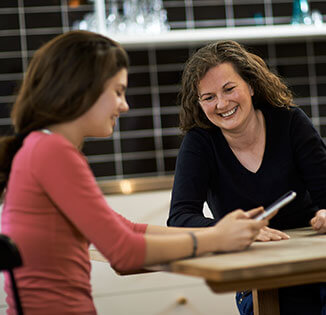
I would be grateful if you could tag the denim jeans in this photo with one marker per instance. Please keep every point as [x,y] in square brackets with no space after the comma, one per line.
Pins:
[299,300]
[244,302]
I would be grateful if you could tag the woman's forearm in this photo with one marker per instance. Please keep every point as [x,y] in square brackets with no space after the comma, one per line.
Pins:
[156,229]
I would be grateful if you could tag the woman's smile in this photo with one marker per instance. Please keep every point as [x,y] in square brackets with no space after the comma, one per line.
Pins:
[230,112]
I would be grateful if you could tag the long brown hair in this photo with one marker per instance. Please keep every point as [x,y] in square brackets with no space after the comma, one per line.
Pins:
[268,87]
[64,79]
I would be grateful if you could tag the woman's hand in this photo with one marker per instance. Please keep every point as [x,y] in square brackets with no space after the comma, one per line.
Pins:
[318,222]
[237,230]
[267,234]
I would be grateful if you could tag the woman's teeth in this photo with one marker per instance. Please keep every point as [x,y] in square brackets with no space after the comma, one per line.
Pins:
[229,113]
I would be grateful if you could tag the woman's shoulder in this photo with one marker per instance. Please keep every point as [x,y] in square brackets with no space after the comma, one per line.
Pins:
[41,143]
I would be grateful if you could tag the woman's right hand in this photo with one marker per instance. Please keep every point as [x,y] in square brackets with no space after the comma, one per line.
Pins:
[237,230]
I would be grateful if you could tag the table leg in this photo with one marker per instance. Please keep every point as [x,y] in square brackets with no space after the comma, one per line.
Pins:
[266,302]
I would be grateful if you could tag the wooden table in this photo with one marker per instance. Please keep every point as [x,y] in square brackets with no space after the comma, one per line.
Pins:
[262,268]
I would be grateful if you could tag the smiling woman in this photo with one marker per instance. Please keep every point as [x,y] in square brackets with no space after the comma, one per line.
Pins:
[53,208]
[246,144]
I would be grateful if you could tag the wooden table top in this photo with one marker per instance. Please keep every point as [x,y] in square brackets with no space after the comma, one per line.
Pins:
[299,260]
[263,264]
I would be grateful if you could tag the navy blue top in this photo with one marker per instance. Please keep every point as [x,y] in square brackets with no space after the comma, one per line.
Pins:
[208,170]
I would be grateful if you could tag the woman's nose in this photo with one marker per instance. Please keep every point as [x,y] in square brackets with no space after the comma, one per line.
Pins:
[124,106]
[221,103]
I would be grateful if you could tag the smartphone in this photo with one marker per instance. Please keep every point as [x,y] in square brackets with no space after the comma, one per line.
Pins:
[279,203]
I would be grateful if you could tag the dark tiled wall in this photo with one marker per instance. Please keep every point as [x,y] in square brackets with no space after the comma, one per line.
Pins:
[147,139]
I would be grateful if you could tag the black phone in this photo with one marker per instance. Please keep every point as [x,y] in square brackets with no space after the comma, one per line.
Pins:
[279,203]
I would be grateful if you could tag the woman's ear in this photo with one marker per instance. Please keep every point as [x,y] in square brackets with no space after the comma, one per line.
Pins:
[251,90]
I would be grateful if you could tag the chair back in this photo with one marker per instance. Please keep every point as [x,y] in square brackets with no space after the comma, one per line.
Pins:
[10,258]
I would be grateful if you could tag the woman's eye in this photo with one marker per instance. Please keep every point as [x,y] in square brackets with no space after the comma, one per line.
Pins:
[209,98]
[230,89]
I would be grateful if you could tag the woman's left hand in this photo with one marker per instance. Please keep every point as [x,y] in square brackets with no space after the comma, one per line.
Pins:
[267,234]
[318,222]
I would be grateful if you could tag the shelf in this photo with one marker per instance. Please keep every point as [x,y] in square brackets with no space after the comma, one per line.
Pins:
[201,36]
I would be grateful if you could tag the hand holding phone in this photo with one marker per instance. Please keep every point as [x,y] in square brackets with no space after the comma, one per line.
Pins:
[278,204]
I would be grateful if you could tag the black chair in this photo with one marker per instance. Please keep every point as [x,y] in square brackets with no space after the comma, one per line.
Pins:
[9,259]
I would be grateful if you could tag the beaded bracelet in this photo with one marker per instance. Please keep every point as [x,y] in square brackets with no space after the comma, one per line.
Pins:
[194,244]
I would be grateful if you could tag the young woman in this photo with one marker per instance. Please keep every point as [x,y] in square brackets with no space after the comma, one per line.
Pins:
[53,209]
[247,144]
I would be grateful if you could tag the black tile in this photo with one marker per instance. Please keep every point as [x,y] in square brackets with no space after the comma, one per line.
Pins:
[138,79]
[98,147]
[320,69]
[136,123]
[306,109]
[321,88]
[300,90]
[139,101]
[139,166]
[168,56]
[36,41]
[168,99]
[216,12]
[37,3]
[290,71]
[9,22]
[40,20]
[11,65]
[169,163]
[282,9]
[8,87]
[322,110]
[8,3]
[171,142]
[248,11]
[5,109]
[320,48]
[170,120]
[10,43]
[103,169]
[176,14]
[291,50]
[138,57]
[6,130]
[323,131]
[137,144]
[169,78]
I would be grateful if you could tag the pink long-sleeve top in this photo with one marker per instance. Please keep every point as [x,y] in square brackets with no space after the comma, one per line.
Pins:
[53,210]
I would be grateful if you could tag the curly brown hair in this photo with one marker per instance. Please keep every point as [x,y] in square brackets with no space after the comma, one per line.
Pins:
[268,87]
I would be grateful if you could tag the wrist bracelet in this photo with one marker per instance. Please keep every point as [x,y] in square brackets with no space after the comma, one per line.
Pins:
[194,244]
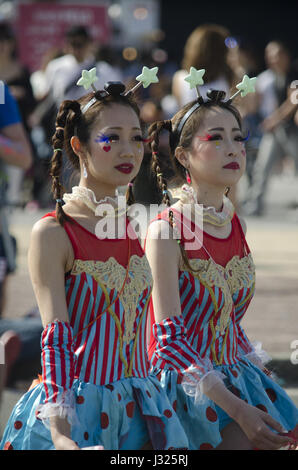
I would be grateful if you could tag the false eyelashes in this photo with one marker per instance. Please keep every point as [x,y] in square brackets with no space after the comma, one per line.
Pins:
[209,137]
[102,138]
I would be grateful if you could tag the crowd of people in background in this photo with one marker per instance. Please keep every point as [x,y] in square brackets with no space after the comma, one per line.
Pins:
[270,115]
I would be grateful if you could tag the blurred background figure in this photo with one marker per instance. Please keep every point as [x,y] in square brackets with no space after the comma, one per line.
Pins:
[244,59]
[60,78]
[17,77]
[277,111]
[205,49]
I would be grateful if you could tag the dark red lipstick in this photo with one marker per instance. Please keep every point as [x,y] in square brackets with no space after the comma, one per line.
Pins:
[232,166]
[125,168]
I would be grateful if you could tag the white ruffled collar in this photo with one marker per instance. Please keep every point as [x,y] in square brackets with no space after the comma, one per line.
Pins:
[87,196]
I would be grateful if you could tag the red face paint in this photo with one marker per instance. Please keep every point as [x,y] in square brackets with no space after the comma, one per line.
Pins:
[205,138]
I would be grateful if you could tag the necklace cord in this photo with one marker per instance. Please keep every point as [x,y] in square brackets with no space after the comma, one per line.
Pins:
[118,295]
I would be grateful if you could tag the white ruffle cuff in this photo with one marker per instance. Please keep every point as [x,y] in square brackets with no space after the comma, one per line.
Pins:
[64,408]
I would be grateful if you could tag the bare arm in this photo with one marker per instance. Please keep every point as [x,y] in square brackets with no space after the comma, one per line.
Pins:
[48,258]
[14,146]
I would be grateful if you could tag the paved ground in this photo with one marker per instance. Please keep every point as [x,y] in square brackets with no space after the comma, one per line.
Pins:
[272,318]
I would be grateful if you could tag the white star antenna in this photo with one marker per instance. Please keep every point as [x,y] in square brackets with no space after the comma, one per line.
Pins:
[245,87]
[195,78]
[147,77]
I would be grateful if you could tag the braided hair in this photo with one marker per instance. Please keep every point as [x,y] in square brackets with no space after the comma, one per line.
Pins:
[71,121]
[184,139]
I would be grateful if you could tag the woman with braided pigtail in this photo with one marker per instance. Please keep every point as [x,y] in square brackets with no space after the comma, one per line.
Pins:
[93,293]
[204,280]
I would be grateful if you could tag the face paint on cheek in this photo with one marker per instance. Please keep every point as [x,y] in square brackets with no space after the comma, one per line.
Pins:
[103,139]
[205,138]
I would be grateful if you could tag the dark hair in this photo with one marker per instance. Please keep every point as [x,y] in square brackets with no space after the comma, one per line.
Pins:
[6,32]
[77,30]
[71,122]
[183,139]
[206,48]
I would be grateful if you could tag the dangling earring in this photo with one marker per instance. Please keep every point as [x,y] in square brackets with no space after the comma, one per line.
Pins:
[85,174]
[188,178]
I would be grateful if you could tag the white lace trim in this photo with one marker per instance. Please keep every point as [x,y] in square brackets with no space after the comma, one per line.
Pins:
[258,356]
[198,388]
[64,408]
[87,196]
[189,196]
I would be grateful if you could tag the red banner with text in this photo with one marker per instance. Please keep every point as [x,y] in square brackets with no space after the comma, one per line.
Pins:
[41,27]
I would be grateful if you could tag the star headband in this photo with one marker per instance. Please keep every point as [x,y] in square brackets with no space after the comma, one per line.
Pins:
[89,77]
[195,78]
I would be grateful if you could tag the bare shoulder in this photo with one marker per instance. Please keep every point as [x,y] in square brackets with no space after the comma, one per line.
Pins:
[243,224]
[160,242]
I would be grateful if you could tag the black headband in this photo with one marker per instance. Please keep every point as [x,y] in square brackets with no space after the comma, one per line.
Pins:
[215,97]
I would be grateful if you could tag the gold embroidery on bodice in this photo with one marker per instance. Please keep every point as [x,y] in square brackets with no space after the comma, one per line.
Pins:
[112,275]
[238,273]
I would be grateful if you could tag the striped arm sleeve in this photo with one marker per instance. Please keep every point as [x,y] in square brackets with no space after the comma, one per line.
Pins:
[58,366]
[173,351]
[252,351]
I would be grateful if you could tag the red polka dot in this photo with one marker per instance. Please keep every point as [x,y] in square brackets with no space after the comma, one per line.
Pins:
[262,407]
[130,409]
[271,394]
[206,446]
[211,414]
[235,391]
[168,413]
[8,446]
[104,420]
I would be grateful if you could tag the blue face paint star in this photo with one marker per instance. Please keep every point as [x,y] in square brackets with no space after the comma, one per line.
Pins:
[102,138]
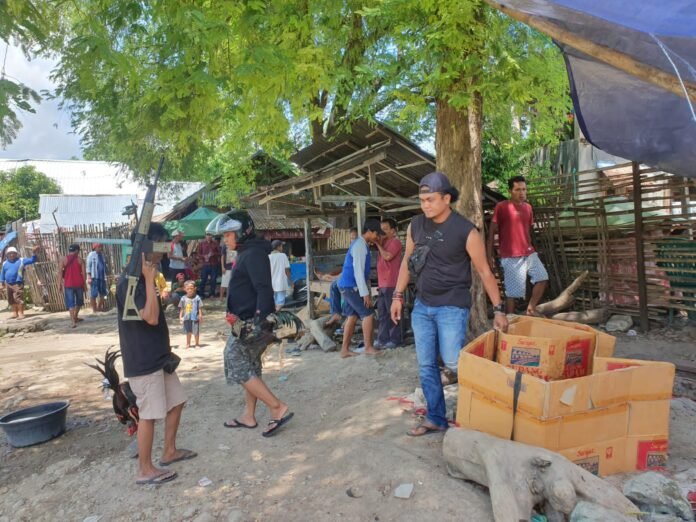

--------------------

Written task. Count the lines in the listing above that contain the string "blue", matching case exactly, and reply with only that number.

Complete output. 2